-------- Document excerpt

Fraunhofer IOF gains more space for quantum research
Foundation stone laid for new research building
The Fraunhofer Institute for Applied Optics and Precision Engineering IOF is getting a new research building. The additional laboratory and clean room space will create novel possibilities on the Beutenberg Campus in Jena for new research work, especially in important future fields such as quantum technologies. Today, the festive ceremony of laying the foundation stone took place with selected representatives from politics and science.
Innovative ideas need space to develop and grow into great things. With the new extension building, Fraunhofer IOF will gain new laboratories and office space on an area of more than 2,000 m2 in the direct vicinity of the institute's previous buildings.
The third extension of the research institute is an important strategic step for its future. The additional laboratory and clean room space will be used in particular to advance relevant future topics such as quantum technologies. A growing volume of research is expected here in the coming years. The institute is already involved in extensive projects on highly secure quantum communications, hardware development for powerful quantum computers, and quantum-based imaging methods, e.g. for medical diagnostics.

----------------
-------- Excerpted records

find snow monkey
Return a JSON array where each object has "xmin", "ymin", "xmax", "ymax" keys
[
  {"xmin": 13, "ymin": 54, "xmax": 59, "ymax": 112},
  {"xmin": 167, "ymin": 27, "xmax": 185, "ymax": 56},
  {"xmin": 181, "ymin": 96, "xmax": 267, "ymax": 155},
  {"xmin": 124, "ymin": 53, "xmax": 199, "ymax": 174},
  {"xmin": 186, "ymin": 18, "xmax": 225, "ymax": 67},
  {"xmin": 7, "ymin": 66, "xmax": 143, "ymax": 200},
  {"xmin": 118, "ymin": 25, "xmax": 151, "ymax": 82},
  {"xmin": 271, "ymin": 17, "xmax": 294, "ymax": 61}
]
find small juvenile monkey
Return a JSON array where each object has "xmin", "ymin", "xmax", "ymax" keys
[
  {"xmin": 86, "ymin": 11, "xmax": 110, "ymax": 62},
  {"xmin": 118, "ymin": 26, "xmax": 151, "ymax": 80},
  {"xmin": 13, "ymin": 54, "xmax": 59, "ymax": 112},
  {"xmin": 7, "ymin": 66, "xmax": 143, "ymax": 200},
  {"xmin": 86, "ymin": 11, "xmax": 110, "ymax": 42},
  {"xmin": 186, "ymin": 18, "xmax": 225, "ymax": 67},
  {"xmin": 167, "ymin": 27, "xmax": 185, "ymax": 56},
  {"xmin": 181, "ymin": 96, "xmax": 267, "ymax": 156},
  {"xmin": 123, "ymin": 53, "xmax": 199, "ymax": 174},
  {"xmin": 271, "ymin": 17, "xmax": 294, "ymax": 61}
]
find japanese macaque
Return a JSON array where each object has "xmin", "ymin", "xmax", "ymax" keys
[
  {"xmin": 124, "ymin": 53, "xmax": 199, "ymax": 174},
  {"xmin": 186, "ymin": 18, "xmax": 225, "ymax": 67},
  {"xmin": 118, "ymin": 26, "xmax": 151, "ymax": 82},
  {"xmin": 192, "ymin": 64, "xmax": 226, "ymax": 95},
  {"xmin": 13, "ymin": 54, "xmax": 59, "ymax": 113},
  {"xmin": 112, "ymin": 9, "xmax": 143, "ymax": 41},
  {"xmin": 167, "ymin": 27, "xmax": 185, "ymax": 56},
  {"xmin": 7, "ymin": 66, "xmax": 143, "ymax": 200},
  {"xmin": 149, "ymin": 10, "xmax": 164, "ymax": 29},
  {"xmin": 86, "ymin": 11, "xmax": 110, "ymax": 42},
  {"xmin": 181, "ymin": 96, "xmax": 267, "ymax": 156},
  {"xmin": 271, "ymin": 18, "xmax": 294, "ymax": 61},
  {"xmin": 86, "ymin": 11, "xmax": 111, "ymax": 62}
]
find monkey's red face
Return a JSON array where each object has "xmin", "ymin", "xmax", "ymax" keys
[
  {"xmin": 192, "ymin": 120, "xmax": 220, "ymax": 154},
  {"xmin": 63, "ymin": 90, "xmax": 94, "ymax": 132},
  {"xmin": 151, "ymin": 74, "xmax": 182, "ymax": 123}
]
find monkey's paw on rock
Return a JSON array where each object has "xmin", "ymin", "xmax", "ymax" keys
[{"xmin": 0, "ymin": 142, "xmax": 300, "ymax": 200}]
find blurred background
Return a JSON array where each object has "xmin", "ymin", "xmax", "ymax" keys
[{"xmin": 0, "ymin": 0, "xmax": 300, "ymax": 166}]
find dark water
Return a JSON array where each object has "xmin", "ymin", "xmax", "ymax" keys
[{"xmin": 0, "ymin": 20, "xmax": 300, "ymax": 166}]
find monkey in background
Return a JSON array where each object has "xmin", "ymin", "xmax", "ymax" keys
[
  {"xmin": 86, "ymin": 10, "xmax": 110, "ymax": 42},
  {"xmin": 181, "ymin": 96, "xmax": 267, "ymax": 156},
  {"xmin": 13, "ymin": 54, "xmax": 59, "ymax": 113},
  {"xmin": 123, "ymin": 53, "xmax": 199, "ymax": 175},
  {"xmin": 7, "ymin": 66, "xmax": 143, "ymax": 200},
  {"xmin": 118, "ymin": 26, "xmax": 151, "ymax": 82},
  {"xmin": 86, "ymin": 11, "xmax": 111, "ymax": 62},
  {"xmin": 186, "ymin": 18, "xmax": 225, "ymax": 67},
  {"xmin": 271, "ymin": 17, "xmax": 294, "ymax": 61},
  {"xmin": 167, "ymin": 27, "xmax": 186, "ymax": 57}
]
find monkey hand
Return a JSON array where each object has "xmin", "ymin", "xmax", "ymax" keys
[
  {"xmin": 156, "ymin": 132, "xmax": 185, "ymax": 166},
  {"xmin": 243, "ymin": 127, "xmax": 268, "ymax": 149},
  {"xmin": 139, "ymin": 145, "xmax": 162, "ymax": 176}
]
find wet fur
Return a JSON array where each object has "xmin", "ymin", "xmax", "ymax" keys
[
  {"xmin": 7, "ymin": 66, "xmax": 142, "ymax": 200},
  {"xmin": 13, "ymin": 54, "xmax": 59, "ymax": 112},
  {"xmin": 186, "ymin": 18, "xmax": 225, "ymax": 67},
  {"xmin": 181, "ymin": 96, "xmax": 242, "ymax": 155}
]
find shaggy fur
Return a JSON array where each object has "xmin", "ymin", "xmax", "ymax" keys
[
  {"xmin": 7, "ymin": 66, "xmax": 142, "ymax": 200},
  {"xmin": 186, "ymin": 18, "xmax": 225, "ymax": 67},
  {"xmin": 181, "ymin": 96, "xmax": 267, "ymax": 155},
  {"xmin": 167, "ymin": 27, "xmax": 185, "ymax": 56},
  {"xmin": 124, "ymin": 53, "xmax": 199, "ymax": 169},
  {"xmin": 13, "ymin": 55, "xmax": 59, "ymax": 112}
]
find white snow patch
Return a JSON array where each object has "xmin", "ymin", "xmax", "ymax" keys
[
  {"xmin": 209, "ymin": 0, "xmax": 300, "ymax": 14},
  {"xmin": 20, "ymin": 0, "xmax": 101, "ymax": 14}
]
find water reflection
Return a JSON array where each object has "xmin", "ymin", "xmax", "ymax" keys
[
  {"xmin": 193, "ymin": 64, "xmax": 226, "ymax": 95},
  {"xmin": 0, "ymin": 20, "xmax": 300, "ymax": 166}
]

----------------

Assigned task 1: Reproduce the passage of the Fraunhofer IOF article starting at "Fraunhofer IOF gains" and ending after "institute's previous buildings.".
Assigned task 2: According to the Fraunhofer IOF article, how large is the area of new laboratories and office space the institute will gain?
These entries come from a source separate from the Fraunhofer IOF article.

Task response 1:
Fraunhofer IOF gains more space for quantum research
Foundation stone laid for new research building
The Fraunhofer Institute for Applied Optics and Precision Engineering IOF is getting a new research building. The additional laboratory and clean room space will create novel possibilities on the Beutenberg Campus in Jena for new research work, especially in important future fields such as quantum technologies. Today, the festive ceremony of laying the foundation stone took place with selected representatives from politics and science.
Innovative ideas need space to develop and grow into great things. With the new extension building, Fraunhofer IOF will gain new laboratories and office space on an area of more than 2,000 m2 in the direct vicinity of the institute's previous buildings.

Task response 2: More than 2,000 m2.